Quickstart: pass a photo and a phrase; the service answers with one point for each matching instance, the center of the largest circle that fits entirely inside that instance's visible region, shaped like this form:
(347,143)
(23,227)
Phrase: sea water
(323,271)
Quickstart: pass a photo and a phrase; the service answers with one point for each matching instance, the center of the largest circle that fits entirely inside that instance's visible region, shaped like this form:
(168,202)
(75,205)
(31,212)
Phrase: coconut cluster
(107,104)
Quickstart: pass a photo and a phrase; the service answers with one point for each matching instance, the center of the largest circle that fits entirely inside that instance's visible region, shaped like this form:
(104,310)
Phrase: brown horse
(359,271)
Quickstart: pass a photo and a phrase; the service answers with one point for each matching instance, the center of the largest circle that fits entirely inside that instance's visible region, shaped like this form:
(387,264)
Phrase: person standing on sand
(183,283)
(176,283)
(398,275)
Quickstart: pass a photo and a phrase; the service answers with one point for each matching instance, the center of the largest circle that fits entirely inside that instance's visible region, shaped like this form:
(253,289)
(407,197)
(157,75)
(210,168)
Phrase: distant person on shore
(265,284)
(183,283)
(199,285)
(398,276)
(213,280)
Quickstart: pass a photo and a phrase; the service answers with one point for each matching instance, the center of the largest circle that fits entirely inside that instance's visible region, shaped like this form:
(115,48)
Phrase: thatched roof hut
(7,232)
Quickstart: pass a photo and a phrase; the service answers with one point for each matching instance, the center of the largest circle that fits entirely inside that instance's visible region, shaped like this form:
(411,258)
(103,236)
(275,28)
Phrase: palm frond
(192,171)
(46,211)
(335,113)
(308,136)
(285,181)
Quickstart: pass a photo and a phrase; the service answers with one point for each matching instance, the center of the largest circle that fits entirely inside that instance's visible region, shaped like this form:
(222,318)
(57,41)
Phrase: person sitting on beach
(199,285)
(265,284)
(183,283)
- - -
Every line above should be written out again exactly as it stands.

FINAL RESULT ▸
Quickstart: pass a photo and a phrase; the service answers with one point for each matching instance, the center of the largest circle that fits entirely inside that instance's visible region, shaped like this form:
(347,143)
(23,227)
Phrase: sea water
(323,271)
Quickstart: pass a photo and a phrase; the service answers with one point for each matching instance, the center of the largest circle that fits entirely inside that instance's visible region, shaped like this form:
(168,202)
(75,205)
(31,212)
Phrase: coconut cluster
(107,104)
Quickstart: pass a photo and a phrase; the service answers with one point for each matching instance, the center of the largest circle that fits entirely inside that instance's visible region, shaped like this form:
(104,310)
Phrase: brown horse
(359,271)
Quickstart: pass a photo and a phrase; the service answers with one point for each matching instance, the center of the largest circle that fits entirely inside that instance's visible region, shaped like this form:
(387,264)
Phrase: person standing on sand
(183,283)
(176,283)
(398,275)
Quickstart: pass a photo and a phrase; the service answers with one point for each matching instance, the center of the largest circle that fits entirely inside that instance's visible region, shaped like this form:
(253,289)
(407,197)
(157,75)
(210,168)
Phrase: distant person on shore
(265,284)
(183,283)
(199,285)
(398,276)
(213,280)
Quickstart: pass a photo and a phrase; the service answers with one point for each matching instance, the center of the largest circle that fits entirely inside that instance's visible region, shaped like this form:
(115,48)
Phrase: thatched roof hut
(7,232)
Quickstart: pass a photo and a phrase; the service answers with one point for each matching instance, the center of the largest circle that fits entirely inside that instance's visible region, shaped like this form:
(411,258)
(103,236)
(275,28)
Phrase: palm frond
(192,171)
(46,211)
(335,113)
(308,136)
(285,181)
Quickstart: pass a photo and a phrase; the service answers with one point for each matching instance, the center of the largest circle that fits entirely inside that instance's visible region, shaped like this form:
(222,318)
(57,41)
Phrase: person sitting on beach
(199,285)
(265,284)
(183,283)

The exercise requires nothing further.